Textauszug >>
::::::::::

Die Welt ist in Unruhe. Wir kennen dieses Phänomen zwar auch aus anderen Zeiten. Aber wenn Krieg und Terror weiter von hier entfernt stattfinden als jetzt, dann entsteht ja manchmal das Gefühl, uns könne nichts passieren. Das bedeutet, der Blick beschränkt sich auf die eigene, unmittelbare Umgebung – zu Unrecht, denn wir sind als Weltbürger vernetzt in dieser Welt. An der Peripherie unseres Friedens und unseres Wohlstands sind wir umgeben von manchen sehr bedrohlichen Szenarien. Dazu müssen wir uns verantwortungsvoll verhalten.

Viele Menschen machen sich Gedanken darüber, ob die Ukraine-Krise zu einem Krieg in Europa führen könnte. Können Sie den Menschen diese Sorge nehmen?

::::::::::

Arbeitsdaten >>

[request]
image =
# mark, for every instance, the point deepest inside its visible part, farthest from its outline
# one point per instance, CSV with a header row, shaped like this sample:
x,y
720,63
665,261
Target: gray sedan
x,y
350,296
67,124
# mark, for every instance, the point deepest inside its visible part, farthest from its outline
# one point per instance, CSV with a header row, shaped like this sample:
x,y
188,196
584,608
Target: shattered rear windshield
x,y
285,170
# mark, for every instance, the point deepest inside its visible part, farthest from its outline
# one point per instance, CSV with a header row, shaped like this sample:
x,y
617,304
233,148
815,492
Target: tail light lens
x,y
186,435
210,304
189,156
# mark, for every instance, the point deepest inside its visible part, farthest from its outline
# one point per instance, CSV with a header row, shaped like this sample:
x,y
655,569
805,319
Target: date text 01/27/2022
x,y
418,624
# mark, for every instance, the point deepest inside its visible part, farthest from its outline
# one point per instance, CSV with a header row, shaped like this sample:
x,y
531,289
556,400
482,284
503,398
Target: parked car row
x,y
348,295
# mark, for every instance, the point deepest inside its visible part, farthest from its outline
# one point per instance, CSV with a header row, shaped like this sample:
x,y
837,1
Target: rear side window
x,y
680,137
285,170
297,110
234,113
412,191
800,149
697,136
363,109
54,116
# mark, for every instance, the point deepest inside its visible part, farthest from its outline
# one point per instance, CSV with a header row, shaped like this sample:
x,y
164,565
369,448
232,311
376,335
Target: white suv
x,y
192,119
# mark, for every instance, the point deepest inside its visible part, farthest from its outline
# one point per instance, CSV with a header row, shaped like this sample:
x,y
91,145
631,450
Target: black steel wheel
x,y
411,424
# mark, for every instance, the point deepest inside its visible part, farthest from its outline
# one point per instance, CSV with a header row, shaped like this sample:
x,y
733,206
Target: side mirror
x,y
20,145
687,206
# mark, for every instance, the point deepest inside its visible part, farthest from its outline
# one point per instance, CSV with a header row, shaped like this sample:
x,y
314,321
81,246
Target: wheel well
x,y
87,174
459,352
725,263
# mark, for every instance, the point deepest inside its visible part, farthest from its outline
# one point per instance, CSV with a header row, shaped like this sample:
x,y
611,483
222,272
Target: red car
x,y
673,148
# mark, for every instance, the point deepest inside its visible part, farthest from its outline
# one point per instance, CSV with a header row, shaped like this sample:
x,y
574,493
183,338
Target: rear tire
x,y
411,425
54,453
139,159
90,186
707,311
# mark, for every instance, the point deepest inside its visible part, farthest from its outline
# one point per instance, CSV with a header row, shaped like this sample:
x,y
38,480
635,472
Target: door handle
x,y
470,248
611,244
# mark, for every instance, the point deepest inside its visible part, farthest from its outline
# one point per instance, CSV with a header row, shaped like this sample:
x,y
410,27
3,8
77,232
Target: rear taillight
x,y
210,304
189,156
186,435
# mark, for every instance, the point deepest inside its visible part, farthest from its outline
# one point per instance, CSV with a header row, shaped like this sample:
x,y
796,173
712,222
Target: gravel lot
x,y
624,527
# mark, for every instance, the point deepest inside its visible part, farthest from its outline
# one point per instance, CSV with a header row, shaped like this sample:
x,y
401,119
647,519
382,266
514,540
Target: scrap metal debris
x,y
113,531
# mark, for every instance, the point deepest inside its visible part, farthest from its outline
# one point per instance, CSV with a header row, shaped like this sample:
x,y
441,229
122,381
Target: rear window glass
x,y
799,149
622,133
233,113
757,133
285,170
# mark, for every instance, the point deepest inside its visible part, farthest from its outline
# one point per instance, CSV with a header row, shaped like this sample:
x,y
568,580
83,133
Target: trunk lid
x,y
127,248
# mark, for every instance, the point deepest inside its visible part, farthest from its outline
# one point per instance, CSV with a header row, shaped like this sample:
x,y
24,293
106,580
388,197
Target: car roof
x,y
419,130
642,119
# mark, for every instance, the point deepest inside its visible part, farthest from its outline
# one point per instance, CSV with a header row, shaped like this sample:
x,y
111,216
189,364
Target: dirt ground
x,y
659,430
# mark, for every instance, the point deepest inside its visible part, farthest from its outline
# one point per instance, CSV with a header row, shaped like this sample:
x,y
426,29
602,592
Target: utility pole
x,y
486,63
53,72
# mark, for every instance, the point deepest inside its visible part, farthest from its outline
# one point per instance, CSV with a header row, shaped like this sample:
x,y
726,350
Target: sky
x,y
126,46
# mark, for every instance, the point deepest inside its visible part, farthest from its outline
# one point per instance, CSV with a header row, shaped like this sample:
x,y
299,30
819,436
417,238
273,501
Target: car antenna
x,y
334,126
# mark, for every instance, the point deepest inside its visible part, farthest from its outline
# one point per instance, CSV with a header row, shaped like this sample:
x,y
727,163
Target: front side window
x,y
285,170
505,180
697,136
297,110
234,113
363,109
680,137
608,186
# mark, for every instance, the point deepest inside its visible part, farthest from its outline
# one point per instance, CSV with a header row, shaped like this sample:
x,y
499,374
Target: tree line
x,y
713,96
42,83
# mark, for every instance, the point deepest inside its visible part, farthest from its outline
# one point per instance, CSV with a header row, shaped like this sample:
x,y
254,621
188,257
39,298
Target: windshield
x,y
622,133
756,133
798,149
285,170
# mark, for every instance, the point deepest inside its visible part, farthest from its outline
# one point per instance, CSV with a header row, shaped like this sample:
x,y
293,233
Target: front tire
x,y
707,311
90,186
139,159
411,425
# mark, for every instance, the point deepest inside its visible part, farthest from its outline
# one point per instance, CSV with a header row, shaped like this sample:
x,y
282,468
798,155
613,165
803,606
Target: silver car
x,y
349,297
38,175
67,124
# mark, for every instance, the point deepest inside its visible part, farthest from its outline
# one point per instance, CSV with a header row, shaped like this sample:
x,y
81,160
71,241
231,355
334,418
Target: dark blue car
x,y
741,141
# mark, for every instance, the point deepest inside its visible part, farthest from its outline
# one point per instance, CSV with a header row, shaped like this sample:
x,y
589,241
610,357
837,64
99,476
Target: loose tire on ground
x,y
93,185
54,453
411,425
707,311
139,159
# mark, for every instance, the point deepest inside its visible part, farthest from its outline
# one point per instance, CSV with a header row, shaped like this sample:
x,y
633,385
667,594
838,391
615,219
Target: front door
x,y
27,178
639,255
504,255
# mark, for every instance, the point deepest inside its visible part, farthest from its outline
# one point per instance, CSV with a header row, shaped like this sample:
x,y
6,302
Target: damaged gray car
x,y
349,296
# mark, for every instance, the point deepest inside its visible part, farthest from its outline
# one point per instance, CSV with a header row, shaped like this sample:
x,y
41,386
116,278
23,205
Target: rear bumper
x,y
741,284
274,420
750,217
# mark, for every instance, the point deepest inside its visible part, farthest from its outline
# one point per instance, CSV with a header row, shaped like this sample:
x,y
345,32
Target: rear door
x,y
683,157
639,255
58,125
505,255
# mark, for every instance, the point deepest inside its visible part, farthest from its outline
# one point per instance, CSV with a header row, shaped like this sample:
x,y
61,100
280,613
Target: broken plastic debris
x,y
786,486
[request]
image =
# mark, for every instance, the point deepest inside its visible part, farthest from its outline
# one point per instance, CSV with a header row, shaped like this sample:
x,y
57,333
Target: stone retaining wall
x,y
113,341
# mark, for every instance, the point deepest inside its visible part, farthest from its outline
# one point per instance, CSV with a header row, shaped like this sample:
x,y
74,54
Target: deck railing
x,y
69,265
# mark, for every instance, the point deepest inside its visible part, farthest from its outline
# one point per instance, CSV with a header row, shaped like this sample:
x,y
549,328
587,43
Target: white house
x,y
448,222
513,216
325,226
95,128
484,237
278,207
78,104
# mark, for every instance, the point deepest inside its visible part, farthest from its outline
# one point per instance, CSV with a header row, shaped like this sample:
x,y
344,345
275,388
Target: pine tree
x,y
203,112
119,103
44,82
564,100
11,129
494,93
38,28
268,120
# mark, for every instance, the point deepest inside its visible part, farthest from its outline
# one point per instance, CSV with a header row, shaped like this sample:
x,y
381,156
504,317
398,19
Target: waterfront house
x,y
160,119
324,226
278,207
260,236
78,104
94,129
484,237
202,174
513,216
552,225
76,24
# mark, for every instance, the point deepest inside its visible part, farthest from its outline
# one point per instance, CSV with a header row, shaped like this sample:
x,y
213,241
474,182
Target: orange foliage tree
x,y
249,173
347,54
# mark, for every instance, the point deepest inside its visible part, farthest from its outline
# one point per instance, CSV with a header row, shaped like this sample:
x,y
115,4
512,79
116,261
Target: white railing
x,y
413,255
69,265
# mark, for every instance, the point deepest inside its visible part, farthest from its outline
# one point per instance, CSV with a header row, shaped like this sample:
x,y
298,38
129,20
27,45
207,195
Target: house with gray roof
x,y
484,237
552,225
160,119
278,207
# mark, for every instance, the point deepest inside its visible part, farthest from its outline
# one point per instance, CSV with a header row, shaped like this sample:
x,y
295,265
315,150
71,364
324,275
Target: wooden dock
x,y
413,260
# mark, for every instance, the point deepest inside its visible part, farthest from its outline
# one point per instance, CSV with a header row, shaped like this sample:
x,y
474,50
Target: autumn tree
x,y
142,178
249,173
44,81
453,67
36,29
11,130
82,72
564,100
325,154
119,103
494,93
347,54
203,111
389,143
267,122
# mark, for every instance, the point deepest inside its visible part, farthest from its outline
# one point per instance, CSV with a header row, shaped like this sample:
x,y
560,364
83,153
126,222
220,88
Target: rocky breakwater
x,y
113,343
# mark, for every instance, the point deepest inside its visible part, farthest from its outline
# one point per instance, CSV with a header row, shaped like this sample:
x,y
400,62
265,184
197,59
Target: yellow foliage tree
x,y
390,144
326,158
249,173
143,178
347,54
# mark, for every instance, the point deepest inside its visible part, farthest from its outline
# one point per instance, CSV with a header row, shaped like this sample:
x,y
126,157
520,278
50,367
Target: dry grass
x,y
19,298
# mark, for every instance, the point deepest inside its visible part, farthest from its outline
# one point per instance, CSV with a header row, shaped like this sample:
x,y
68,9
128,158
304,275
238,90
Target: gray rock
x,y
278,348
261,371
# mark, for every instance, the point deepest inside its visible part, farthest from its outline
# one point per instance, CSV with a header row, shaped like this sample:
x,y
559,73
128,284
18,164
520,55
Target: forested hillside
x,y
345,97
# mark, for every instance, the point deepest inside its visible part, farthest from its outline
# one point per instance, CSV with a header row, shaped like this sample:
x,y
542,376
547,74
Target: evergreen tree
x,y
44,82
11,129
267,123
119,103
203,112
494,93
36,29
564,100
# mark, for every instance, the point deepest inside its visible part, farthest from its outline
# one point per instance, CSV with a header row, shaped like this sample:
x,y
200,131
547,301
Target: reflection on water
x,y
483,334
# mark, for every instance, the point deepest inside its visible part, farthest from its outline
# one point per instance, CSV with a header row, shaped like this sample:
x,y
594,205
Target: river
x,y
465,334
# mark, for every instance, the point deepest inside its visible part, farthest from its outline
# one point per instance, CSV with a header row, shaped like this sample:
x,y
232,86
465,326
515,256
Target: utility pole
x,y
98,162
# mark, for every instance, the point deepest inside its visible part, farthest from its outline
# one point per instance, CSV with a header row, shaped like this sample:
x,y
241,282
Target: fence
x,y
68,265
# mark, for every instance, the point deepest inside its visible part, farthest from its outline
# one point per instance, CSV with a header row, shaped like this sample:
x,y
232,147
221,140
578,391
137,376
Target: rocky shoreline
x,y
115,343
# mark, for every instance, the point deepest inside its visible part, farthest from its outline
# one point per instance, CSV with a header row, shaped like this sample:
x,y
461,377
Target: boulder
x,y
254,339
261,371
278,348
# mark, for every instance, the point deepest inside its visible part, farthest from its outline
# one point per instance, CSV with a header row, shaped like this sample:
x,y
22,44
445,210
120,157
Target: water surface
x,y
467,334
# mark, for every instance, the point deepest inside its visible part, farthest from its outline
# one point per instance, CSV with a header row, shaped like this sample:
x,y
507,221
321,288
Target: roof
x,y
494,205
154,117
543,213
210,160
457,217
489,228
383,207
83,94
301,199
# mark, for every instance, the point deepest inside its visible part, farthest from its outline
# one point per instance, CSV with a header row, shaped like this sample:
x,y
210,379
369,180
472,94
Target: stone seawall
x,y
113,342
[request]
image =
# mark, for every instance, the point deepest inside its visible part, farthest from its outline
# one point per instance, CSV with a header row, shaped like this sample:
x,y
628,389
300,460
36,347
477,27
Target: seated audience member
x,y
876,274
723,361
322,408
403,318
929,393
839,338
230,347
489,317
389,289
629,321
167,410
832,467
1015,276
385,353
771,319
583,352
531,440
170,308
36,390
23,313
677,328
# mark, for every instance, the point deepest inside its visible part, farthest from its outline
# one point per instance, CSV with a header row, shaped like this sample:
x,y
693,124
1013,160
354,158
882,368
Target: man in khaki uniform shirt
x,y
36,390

::::::::::

Arbeitsschritte >>
1. Filtere aus den Einträgen jede Zeile heraus, die die Zeichenfolge "foliage" enthält.
2. Liefere die Fortsetzung des Textauszugs über die Unruhe in der Welt und die Ukraine-Krise, beginnend nach seinem letzten Satz.

Ergebnisse >>
1.
Target: orange foliage tree
Target: yellow foliage tree

2.
Ich glaube nicht, dass von der Ukraine-Krise eine kriegerische Bedrohung für Mitteleuropa ausgeht. Mit dieser Antwort will ich allerdings nicht meine Sorge verhehlen vor dem, was dort gerade passiert: Dass im Osten Europas, in unmittelbarer Nachbarschaft zur EU, ein lange Jahre akzeptierter Respekt vor Völkerrecht plötzlich durch Russland infrage gestellt wird. Und dass es scheint, als gelte das Recht des Stärkeren und nicht die Stärke des Rechts. Beides ist eine große Herausforderung für alle demokratischen Länder.

Wird es aus Ihrer Sicht mit dem russischen Präsidenten eine diplomatische Lösung des Ukraine-Konflikts geben können?

Ja, das wird es. Und ich freue mich in diesem Zusammenhang sehr darüber, dass die Bundesregierung sich seit Beginn dieser Krise außerordentlich verantwortungsvoll um eine diplomatische Lösung bemüht. Deutschland ist durch seine politische und ökonomische Stabilität eine Position zugewachsen, auf die viele Länder in der Welt schauen. Ich wünsche mir, dass wir diese Position mit der inneren Haltung verbinden, uns noch stärker auch für die Lösung von Konflikten außerhalb unserer Grenzen verantwortlich zu fühlen – so, wie es derzeit die Bundeskanzlerin und der Bundesaußenminister im Falle der Ukraine tun.

Ist das deutsche Volk überhaupt bereit zu mehr Verantwortung?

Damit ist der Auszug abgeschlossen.